• [Provided data]:

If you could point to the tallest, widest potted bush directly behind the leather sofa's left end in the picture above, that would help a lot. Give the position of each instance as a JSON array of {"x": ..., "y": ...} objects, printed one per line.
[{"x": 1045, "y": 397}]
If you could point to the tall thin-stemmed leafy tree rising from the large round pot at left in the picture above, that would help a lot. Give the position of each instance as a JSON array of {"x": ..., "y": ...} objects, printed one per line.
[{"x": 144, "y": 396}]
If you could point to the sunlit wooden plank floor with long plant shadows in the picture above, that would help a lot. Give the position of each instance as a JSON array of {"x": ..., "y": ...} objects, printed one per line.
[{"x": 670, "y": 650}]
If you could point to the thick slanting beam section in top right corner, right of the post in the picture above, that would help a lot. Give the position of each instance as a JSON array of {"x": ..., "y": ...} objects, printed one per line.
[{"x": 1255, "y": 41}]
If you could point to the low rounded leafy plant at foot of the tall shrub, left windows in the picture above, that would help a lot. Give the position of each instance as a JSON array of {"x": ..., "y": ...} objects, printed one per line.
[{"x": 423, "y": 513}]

• [What this task involves]:
Would you reproduce the material above in full, exactly as given?

• [Finished exercise]:
If you could point to the tallest, widest potted bush directly behind the leather sofa's left end in the picture above, that would help a lot. Give the position of each instance as a JSON array of {"x": ..., "y": ...} objects, printed one per line.
[{"x": 1045, "y": 397}]
If you could point to the tall thin-stemmed leafy tree rising from the large round pot at left in the picture above, that would help a lot. Give the position of each instance as a JSON array of {"x": ..., "y": ...} objects, printed one per line.
[{"x": 144, "y": 396}]
If you could point to the sunlit wooden plank floor with long plant shadows in the picture above, that would help a lot. Give the position of each instance as a JSON array of {"x": ..., "y": ...} objects, printed one per line.
[{"x": 670, "y": 650}]
If you could point to the thick slanting beam section in top right corner, right of the post in the picture above, that would help a lot. Give the position of each instance as a JSON array of {"x": ..., "y": ...} objects, printed one per line.
[{"x": 1255, "y": 41}]
If you could point to the low rounded leafy plant at foot of the tall shrub, left windows in the picture above, that would help a lot. Give the position of each instance as a JSON array of {"x": ..., "y": ...} objects, printed one per line.
[{"x": 423, "y": 513}]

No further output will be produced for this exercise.